+++ Information shown +++

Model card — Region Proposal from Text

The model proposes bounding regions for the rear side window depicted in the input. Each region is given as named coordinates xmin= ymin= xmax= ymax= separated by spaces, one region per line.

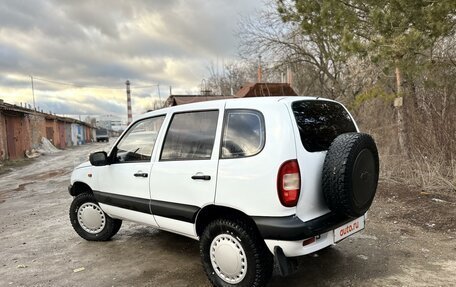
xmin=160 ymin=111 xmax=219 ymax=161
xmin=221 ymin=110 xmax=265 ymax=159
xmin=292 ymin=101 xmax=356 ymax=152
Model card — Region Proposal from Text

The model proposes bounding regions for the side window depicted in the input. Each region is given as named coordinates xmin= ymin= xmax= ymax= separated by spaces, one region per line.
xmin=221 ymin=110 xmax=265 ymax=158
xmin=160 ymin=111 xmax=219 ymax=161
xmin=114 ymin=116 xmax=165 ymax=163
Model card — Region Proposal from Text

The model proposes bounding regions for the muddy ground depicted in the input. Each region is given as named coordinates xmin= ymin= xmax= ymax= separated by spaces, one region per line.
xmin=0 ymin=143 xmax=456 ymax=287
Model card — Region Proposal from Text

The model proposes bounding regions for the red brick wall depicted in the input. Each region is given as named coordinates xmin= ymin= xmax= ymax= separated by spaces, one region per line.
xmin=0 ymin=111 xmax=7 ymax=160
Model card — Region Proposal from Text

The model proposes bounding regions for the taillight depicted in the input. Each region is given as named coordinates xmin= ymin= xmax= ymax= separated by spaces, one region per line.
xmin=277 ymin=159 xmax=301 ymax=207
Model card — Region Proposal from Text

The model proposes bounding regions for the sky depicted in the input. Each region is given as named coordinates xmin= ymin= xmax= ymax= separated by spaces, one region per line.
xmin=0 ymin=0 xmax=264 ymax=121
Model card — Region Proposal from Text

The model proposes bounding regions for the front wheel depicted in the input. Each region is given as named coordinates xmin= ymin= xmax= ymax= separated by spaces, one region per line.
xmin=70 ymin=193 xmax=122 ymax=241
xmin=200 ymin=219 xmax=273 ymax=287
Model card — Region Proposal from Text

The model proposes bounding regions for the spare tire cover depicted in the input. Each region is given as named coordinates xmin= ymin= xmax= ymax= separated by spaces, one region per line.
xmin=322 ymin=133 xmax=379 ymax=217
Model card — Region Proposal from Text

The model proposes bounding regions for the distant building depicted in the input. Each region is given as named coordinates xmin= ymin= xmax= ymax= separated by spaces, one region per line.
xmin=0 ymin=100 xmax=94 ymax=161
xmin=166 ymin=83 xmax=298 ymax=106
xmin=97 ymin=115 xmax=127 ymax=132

+++
+++ Information shown +++

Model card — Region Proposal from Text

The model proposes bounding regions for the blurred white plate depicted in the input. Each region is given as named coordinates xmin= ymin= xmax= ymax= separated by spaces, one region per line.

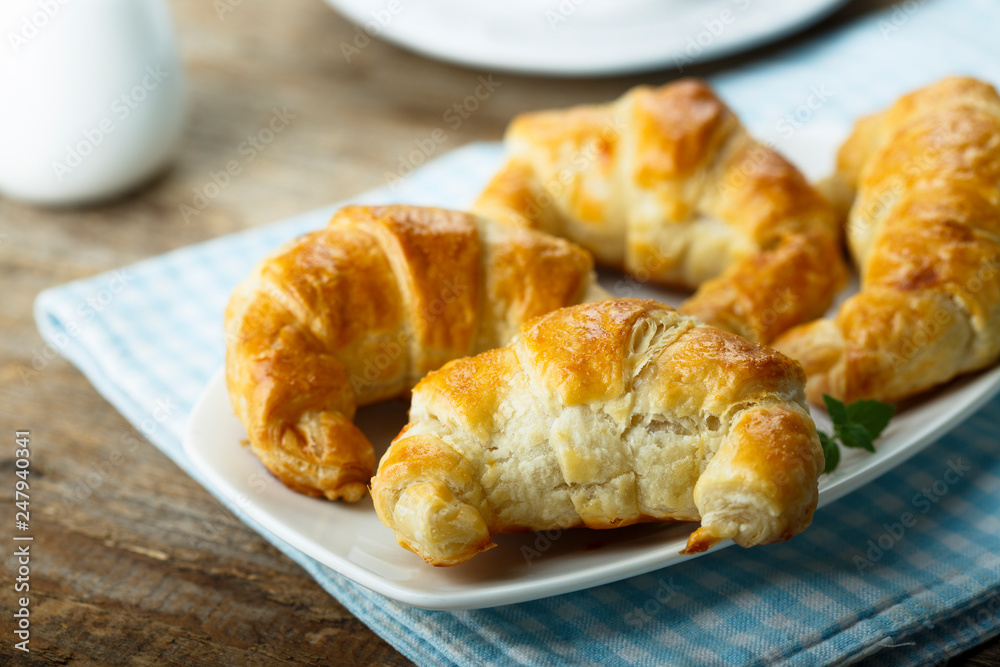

+++

— Exercise —
Locate every line above containing the word "side" and copy each one out in full. Case counts when matching.

— Right answer —
The model proposes bounding regions for the rear side window depicted in the input. Each region is given as named coordinates xmin= ymin= xmax= ymax= separated by spaces, one region per line.
The model proposes bounding regions for the side window depicted in the input. Each region is given as named coordinates xmin= ymin= xmax= ymax= separated by spaces, one region per line.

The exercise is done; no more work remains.